• [Material supplied]:
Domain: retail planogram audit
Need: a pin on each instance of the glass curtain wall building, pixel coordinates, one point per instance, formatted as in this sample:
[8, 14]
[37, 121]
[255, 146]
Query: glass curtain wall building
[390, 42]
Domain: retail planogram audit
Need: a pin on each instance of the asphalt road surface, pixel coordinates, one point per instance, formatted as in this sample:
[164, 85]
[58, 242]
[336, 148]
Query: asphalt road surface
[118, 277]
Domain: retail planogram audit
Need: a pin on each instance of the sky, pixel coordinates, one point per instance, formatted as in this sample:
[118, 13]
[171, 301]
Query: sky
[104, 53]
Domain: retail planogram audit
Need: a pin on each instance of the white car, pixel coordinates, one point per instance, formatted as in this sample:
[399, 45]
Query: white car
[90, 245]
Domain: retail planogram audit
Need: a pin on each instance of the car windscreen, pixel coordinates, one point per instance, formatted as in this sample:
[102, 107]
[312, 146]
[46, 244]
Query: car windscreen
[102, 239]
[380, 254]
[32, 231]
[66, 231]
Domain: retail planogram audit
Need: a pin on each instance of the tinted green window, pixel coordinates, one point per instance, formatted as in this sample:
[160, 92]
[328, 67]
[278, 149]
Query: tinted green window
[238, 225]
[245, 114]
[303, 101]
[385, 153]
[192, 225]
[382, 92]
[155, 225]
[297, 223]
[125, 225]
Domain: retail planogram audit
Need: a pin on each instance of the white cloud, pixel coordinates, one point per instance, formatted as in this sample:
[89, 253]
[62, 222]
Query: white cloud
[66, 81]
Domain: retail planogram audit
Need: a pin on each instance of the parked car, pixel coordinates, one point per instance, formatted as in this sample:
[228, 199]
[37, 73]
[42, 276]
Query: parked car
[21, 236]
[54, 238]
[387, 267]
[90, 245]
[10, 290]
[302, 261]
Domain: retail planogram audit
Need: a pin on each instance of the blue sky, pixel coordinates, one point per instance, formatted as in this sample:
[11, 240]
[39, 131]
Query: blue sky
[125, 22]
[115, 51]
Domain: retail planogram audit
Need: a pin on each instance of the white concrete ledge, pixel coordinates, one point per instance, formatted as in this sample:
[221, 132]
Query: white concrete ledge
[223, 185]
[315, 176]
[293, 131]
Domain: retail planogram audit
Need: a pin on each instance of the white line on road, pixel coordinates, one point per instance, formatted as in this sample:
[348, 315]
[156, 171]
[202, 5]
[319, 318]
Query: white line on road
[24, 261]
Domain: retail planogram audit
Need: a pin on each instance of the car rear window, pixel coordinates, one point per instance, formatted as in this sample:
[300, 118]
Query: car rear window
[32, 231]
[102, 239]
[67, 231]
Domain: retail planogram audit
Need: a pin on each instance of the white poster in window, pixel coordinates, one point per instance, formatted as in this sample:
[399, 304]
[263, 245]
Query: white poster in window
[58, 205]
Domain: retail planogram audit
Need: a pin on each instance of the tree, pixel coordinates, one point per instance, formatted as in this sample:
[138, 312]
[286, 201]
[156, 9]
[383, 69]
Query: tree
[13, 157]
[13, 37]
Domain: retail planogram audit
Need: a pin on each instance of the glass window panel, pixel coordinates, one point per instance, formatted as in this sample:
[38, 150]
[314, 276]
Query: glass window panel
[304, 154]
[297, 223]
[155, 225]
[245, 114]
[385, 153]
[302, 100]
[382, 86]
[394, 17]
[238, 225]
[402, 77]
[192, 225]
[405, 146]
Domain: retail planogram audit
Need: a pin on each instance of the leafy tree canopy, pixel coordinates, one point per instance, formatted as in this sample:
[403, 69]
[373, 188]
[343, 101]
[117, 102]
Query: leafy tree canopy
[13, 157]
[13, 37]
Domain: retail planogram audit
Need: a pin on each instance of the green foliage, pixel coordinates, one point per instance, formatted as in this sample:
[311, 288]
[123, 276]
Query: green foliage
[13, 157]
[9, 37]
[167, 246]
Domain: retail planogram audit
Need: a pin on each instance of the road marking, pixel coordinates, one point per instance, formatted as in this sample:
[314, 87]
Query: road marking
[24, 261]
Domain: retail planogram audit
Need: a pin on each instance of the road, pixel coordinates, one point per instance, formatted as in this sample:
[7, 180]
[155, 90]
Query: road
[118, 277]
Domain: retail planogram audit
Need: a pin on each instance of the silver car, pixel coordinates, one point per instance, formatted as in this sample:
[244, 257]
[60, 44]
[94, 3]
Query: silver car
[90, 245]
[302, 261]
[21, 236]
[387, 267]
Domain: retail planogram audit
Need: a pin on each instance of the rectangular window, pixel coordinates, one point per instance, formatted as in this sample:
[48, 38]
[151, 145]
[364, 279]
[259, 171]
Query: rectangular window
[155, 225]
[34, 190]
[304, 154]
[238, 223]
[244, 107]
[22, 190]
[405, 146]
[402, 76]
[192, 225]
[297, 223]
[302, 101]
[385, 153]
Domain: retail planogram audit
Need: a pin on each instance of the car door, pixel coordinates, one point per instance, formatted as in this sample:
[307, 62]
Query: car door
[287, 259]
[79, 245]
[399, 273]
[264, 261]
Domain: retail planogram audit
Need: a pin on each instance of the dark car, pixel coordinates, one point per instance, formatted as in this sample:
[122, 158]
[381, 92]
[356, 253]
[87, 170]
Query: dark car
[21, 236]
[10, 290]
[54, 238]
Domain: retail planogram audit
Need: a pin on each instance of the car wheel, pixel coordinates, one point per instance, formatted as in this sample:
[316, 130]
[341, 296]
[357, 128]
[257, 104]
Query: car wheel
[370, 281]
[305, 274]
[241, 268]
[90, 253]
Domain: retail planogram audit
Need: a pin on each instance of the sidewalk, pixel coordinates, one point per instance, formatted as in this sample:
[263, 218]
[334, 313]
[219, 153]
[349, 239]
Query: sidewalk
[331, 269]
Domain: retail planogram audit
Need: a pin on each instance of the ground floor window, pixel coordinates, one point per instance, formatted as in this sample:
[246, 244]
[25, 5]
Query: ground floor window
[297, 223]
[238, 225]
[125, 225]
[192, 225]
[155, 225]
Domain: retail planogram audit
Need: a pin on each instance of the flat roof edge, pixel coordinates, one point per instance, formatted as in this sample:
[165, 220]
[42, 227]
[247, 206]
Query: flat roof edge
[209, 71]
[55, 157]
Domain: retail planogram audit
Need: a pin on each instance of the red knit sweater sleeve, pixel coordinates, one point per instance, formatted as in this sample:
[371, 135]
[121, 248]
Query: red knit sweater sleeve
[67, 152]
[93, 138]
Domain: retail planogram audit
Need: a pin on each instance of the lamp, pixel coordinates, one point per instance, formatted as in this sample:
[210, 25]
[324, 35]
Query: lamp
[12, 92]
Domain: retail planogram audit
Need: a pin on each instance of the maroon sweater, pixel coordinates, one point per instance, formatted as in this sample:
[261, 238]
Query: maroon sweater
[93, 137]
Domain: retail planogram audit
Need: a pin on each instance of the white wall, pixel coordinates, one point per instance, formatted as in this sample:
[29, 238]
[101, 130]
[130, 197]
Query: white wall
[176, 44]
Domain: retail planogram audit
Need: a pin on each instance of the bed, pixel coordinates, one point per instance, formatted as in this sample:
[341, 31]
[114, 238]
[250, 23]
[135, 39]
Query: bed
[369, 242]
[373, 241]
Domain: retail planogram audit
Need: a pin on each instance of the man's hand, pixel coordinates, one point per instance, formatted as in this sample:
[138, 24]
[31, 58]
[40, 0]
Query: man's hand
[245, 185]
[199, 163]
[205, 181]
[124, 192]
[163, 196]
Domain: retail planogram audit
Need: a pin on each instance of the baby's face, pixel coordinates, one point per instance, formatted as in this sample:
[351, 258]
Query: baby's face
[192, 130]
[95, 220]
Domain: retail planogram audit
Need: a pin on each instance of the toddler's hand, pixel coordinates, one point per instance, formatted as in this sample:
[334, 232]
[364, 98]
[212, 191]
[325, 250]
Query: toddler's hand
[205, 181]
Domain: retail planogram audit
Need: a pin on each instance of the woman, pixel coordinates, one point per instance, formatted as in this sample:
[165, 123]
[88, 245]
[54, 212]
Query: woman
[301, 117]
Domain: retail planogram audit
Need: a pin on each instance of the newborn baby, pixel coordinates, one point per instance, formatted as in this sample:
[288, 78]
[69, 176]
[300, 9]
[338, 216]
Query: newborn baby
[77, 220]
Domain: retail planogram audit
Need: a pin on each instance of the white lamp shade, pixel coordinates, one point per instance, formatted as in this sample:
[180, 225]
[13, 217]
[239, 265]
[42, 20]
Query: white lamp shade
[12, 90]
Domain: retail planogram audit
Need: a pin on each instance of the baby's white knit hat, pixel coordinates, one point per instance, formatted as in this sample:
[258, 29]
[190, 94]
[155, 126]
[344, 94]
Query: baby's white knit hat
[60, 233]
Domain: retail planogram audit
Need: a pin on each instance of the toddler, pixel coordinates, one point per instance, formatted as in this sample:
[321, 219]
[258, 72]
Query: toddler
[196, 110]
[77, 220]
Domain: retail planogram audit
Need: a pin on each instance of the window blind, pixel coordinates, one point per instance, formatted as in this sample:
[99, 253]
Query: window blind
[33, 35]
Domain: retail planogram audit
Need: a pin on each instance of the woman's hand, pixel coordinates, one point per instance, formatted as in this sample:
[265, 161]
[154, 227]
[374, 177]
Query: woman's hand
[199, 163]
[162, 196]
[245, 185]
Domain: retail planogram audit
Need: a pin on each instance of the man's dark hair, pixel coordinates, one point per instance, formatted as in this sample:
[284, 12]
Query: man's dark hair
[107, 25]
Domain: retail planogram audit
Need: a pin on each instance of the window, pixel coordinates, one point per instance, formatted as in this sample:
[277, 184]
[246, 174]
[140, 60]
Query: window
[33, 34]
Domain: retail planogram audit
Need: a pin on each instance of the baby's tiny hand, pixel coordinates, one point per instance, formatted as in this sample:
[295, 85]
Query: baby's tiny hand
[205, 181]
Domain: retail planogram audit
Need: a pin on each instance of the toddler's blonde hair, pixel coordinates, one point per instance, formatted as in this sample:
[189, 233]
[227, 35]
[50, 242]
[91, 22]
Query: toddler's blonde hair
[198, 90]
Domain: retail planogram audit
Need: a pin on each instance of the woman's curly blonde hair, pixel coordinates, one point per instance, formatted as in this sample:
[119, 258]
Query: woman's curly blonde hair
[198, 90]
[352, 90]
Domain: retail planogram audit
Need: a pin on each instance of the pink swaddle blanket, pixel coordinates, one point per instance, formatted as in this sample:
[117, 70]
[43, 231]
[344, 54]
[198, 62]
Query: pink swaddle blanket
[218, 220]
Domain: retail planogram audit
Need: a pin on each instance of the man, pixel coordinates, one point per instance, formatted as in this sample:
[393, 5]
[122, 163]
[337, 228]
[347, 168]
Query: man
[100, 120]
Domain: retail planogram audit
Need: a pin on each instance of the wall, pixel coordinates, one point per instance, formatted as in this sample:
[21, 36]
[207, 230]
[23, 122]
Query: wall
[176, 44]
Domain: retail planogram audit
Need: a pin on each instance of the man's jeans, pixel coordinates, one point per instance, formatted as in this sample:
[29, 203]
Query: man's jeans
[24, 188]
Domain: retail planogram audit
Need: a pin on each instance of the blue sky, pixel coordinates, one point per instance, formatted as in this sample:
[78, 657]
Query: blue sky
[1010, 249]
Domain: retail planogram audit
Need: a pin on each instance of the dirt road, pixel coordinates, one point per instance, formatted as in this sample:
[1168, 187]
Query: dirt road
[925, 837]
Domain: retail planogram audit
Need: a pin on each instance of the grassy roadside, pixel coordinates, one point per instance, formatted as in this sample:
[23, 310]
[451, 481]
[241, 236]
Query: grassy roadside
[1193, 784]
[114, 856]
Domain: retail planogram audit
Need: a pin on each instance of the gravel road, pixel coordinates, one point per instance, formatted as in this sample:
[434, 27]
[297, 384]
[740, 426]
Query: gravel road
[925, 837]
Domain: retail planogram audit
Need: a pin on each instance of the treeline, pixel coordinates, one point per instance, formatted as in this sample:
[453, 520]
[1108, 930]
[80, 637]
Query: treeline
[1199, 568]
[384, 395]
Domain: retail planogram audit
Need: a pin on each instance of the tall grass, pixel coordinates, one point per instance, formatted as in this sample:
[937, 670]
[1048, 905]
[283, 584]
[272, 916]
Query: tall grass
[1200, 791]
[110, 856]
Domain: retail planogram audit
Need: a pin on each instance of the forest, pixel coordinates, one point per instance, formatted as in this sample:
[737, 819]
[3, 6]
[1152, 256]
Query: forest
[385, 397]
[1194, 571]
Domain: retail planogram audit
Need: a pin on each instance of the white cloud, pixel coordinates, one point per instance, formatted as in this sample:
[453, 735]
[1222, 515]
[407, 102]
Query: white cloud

• [Task prompt]: Give an exact reproduction of the lines from the one with "Need: a pin on each instance of the forest, pixel" to the final line of the entries, including both.

• [Exercise answer]:
Need: a pin on each instance of the forest, pixel coordinates, one point per instance, formatted as in this sample:
[737, 819]
[3, 6]
[1152, 256]
Query: forest
[385, 397]
[1194, 571]
Domain: retail planogram audit
Need: a pin on each instance of the white cloud, pixel coordinates, one point per instance, formatted as in this sample:
[453, 735]
[1222, 515]
[407, 102]
Query: white cloud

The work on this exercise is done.